===== DATA SUPPLIED =====

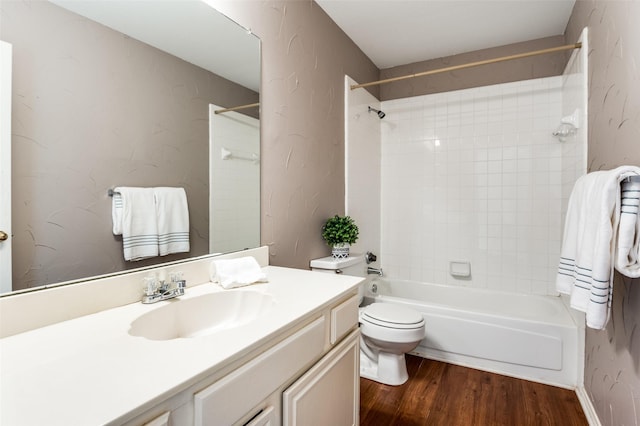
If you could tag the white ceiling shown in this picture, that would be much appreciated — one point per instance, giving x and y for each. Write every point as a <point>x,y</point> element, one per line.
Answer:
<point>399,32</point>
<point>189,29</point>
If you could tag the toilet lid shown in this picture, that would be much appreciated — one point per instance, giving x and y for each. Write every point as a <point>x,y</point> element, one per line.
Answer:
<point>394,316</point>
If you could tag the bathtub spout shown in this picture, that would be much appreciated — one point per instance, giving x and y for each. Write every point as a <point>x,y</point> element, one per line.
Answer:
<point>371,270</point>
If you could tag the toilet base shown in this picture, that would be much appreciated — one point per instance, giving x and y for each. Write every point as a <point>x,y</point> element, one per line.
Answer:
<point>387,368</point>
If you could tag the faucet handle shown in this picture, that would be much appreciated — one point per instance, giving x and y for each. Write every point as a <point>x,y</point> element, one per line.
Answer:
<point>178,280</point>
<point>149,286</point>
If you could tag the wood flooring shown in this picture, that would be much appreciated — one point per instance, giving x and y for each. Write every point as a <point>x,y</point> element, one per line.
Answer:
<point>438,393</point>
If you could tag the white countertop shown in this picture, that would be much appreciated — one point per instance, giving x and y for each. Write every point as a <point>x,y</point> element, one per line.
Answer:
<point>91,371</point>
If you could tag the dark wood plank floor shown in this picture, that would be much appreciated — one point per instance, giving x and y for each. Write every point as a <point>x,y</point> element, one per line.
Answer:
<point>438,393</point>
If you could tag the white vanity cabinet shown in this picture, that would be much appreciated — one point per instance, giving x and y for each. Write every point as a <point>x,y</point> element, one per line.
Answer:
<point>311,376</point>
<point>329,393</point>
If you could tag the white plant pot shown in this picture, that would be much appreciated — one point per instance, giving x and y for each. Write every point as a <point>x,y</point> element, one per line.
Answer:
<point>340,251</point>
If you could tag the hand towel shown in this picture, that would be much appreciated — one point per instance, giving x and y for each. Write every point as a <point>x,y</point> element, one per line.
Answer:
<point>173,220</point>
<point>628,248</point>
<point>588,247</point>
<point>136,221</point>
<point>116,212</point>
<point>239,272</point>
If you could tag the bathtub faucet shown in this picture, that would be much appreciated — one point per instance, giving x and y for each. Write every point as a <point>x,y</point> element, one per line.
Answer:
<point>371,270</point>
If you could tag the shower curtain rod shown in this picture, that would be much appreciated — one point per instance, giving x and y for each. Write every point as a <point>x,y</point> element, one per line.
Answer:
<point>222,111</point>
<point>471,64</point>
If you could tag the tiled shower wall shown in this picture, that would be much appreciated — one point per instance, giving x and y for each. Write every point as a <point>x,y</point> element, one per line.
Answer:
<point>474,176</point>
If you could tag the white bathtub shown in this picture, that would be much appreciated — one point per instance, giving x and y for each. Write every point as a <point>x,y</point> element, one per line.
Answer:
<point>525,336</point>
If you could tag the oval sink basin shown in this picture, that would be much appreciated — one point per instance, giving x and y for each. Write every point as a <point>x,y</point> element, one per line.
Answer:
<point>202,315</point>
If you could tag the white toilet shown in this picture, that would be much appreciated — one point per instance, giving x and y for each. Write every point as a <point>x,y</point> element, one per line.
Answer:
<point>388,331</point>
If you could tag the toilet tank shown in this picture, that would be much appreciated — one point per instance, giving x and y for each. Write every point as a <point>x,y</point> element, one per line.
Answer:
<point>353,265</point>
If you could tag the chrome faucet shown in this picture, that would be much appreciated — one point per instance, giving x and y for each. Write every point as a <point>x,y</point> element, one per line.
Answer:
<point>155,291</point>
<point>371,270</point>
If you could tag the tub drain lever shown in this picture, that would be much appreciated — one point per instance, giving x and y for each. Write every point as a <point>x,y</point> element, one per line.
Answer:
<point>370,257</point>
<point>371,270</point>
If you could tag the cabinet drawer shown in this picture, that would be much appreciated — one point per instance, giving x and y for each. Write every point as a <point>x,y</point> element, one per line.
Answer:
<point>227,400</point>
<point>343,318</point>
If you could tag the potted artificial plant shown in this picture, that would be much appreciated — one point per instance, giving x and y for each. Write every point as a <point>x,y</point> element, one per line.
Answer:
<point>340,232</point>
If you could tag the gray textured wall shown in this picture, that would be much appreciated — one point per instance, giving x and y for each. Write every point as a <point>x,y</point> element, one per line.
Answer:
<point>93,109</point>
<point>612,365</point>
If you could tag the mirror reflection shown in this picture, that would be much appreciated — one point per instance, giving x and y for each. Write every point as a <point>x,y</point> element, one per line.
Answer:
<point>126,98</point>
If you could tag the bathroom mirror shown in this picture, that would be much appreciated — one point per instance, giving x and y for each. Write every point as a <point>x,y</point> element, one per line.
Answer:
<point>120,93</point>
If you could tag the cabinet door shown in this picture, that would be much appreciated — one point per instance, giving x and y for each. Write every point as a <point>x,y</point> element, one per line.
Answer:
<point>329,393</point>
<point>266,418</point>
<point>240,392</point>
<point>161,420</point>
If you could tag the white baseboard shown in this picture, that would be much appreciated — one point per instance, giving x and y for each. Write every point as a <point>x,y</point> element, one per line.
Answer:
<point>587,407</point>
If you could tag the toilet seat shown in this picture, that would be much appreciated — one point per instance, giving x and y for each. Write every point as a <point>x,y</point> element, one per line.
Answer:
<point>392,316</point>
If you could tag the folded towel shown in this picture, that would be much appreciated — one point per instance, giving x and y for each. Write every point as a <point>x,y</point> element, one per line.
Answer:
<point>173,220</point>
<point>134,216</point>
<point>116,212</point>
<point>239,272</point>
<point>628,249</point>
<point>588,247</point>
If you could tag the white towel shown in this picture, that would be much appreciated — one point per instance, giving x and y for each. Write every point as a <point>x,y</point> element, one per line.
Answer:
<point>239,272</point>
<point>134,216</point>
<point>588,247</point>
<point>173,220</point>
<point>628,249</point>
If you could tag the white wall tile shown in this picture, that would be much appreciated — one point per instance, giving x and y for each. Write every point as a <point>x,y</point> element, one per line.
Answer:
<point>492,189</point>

=====
===== DATA SUPPLIED =====

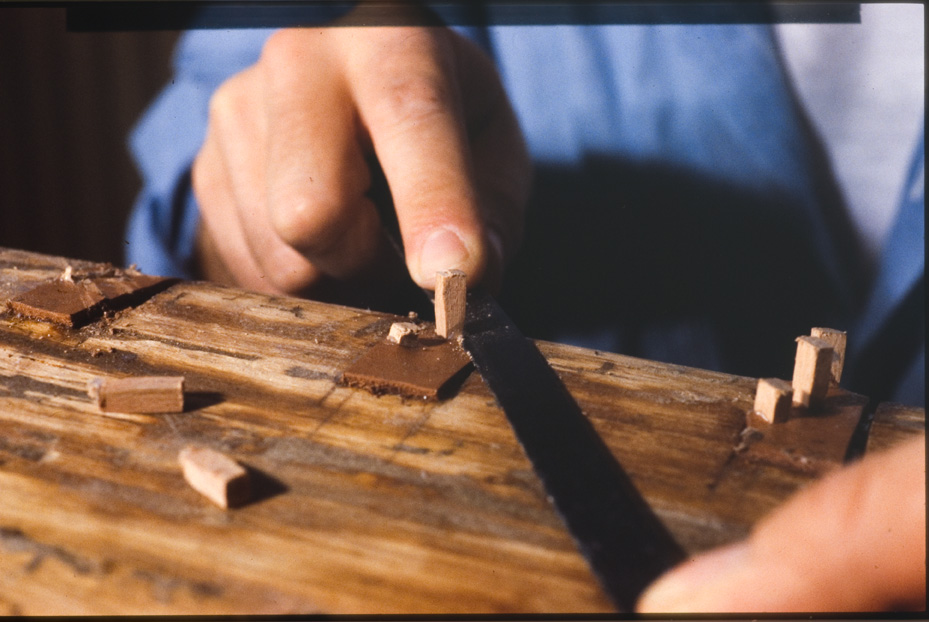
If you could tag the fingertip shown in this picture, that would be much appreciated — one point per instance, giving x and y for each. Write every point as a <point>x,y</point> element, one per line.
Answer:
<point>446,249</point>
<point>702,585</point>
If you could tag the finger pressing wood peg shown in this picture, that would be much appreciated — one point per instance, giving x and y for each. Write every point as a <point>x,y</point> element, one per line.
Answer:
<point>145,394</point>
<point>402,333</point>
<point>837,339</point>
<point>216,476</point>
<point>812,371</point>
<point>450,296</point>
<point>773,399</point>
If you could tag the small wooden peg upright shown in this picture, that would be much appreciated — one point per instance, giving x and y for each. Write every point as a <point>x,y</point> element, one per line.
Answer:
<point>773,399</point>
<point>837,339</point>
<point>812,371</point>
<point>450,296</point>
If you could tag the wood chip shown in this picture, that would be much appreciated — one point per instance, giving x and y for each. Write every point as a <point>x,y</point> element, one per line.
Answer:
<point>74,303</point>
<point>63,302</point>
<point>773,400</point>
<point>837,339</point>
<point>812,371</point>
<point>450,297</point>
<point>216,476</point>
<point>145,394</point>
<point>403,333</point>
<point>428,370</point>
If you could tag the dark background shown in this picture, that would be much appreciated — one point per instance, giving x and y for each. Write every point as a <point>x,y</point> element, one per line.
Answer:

=====
===== DATA SUPPLIED =====

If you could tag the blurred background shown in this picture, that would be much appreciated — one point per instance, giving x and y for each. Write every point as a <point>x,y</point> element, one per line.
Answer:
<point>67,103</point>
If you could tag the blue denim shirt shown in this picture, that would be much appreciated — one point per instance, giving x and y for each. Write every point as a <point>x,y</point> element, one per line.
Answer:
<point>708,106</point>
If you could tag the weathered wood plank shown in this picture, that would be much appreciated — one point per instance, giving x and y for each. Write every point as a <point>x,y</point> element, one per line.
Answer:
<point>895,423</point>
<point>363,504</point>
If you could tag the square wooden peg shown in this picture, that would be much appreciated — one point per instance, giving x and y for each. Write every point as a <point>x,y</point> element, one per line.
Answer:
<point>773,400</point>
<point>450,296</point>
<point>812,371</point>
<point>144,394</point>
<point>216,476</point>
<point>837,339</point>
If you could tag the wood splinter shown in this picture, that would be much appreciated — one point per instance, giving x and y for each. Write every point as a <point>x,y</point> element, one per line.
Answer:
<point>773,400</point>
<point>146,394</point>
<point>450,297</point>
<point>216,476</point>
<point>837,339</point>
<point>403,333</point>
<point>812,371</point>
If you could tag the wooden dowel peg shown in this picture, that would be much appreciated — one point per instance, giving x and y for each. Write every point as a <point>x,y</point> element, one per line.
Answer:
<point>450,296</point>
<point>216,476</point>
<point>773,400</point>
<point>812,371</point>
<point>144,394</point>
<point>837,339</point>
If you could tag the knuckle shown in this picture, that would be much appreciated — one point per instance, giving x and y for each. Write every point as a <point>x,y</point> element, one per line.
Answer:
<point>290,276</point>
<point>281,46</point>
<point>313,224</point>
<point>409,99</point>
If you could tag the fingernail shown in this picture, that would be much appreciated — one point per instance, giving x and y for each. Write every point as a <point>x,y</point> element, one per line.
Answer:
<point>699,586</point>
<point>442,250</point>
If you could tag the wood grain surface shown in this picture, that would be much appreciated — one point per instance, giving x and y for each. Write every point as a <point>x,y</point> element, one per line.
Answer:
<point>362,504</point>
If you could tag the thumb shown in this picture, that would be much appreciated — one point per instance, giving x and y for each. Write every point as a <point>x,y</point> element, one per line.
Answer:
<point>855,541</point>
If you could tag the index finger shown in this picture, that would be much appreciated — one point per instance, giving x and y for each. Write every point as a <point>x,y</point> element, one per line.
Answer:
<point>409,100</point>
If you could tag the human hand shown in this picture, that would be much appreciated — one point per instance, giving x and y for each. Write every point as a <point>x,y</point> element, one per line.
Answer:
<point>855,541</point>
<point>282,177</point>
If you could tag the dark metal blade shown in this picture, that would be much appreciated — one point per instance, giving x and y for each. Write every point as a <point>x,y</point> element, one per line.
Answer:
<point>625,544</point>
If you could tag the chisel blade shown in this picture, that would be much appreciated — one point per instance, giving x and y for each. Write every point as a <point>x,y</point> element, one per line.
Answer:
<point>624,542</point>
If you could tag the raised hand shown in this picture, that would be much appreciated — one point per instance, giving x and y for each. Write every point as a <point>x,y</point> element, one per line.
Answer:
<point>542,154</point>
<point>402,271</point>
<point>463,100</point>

=====

Please write out the records again from the line with "If you could tag the white plant" up to and including the line with "<point>340,251</point>", moving every answer coordinate by -109.

If you could tag the white plant pot shown in this picture, that would be much appreciated — one point per instance, giving x and y for each. Write every point as a <point>x,y</point> element, one per line.
Answer:
<point>231,142</point>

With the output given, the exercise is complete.